[Entries from a dataset]
··········
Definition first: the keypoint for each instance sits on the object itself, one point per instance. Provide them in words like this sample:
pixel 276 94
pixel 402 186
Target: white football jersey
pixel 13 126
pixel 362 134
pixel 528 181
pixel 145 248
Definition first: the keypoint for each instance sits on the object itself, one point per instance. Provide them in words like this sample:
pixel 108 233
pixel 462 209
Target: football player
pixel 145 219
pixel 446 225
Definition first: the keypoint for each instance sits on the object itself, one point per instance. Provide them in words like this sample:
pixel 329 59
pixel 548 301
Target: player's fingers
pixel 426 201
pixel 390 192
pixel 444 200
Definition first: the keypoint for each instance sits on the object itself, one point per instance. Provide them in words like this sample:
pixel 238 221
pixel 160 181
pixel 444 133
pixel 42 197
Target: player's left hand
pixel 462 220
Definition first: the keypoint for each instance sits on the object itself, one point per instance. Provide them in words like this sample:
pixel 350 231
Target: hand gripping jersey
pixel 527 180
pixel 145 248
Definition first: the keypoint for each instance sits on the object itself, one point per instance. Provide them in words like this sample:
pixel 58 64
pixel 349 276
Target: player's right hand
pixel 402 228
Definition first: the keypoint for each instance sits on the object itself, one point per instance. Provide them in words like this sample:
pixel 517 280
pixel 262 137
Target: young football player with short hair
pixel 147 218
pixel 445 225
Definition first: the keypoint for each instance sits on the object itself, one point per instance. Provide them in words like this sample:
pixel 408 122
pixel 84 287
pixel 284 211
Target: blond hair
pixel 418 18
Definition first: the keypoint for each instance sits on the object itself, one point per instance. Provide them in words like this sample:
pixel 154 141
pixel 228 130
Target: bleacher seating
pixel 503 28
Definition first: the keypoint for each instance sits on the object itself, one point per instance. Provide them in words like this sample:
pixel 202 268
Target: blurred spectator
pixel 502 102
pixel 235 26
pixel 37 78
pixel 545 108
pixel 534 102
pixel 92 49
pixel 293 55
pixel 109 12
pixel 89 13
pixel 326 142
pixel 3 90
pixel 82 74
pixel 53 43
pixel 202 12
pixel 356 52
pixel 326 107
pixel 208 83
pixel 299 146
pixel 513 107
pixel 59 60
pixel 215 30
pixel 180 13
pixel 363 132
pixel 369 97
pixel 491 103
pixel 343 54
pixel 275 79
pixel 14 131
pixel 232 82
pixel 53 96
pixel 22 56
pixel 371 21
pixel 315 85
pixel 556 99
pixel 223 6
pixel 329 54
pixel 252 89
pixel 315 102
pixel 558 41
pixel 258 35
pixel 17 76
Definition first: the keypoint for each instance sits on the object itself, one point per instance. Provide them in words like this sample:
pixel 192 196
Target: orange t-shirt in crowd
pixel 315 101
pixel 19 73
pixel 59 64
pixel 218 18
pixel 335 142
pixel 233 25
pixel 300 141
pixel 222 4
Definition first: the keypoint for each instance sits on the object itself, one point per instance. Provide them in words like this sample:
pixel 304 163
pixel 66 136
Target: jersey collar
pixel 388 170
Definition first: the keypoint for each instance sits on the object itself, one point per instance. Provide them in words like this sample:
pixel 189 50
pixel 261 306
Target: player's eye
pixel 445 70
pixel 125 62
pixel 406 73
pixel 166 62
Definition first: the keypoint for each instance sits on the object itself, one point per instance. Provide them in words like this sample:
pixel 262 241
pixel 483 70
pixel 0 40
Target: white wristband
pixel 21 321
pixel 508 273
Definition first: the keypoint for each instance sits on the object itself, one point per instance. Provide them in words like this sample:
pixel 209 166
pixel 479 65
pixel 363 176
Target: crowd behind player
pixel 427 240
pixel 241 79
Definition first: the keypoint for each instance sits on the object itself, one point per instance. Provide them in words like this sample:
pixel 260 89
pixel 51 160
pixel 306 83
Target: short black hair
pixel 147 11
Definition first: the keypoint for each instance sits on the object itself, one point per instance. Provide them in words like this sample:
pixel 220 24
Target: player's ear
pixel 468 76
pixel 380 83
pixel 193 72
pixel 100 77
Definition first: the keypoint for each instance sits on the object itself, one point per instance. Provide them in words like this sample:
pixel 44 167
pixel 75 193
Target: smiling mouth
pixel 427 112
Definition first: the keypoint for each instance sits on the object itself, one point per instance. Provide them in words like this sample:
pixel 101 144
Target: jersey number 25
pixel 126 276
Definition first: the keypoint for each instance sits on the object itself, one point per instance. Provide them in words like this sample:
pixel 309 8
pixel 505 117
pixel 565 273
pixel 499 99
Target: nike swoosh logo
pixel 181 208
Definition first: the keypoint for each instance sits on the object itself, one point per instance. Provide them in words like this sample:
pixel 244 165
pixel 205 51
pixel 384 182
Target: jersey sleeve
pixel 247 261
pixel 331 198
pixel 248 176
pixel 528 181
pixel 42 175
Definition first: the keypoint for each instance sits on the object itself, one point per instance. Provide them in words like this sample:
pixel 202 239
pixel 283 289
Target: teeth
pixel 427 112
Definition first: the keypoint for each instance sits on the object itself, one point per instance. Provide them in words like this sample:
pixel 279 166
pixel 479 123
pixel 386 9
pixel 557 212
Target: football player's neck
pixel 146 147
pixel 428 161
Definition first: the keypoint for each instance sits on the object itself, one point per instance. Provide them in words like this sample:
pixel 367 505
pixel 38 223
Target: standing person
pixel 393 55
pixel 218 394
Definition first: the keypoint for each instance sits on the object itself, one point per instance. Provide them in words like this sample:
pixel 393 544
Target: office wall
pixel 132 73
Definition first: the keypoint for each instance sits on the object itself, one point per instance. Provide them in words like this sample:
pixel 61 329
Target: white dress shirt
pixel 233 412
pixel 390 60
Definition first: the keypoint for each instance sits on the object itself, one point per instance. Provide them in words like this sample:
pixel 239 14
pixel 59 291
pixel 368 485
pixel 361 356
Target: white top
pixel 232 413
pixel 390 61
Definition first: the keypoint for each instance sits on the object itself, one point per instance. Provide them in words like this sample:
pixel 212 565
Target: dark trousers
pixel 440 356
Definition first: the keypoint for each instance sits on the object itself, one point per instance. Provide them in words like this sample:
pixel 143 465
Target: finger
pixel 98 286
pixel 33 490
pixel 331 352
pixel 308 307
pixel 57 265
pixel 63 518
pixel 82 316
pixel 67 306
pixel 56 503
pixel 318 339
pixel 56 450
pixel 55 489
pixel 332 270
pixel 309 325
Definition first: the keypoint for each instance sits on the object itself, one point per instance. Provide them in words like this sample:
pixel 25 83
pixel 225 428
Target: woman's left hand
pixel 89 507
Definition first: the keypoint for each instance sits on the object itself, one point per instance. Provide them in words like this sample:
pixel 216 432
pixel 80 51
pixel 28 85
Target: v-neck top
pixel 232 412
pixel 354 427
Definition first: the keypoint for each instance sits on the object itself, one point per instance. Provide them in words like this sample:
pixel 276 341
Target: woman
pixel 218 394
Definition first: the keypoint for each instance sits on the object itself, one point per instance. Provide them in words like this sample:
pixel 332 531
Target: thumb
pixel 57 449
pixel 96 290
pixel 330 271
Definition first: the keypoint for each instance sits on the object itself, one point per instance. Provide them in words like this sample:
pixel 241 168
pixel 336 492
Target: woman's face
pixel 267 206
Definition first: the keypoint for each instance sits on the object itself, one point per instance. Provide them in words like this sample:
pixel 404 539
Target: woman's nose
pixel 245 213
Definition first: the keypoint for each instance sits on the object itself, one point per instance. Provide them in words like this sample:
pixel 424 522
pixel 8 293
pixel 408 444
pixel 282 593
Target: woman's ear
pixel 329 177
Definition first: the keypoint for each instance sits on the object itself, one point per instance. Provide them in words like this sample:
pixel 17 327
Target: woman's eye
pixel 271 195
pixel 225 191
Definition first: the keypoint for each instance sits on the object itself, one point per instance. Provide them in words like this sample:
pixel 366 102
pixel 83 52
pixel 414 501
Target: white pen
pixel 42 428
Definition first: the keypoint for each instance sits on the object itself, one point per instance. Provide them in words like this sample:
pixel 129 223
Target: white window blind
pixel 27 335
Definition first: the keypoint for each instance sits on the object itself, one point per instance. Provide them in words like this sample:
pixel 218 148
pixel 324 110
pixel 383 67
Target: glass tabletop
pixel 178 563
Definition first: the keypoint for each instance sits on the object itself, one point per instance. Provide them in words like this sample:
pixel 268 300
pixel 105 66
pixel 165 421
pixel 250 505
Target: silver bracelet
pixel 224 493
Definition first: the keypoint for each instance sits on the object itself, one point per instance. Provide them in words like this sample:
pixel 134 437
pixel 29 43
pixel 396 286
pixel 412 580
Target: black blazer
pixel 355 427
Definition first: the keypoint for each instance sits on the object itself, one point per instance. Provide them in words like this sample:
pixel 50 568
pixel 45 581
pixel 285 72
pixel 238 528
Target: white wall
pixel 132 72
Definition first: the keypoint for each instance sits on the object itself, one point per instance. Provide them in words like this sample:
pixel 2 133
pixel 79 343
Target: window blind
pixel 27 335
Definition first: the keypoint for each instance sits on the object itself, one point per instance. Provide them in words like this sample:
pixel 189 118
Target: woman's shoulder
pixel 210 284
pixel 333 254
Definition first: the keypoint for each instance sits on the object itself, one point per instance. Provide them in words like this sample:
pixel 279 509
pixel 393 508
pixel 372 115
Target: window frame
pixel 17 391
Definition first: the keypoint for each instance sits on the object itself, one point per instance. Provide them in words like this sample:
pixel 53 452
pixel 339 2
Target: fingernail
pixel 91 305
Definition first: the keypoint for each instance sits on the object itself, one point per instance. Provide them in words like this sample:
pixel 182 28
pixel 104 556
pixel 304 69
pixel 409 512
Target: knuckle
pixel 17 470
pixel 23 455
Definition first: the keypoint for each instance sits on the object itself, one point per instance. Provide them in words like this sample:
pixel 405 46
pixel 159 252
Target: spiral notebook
··········
- Brief
Write out every line unchanged, starting with the first line of the items and continuing through the line that contains "pixel 444 200", including that line.

- Exercise output
Definition first: the keypoint for each instance sits on the object itself, one point per instance. Provide them in words like this sample:
pixel 276 94
pixel 402 186
Target: white football jersey
pixel 13 126
pixel 362 134
pixel 528 181
pixel 145 248
Definition first: the keypoint for each instance sits on the object itself, one point per instance. Provide them in words like this sample:
pixel 108 233
pixel 462 209
Target: football player
pixel 145 219
pixel 446 225
Definition first: the keypoint for each instance sits on the object itself, one point per instance. Provide them in words like this sample:
pixel 329 59
pixel 548 301
Target: player's fingers
pixel 426 201
pixel 390 192
pixel 444 200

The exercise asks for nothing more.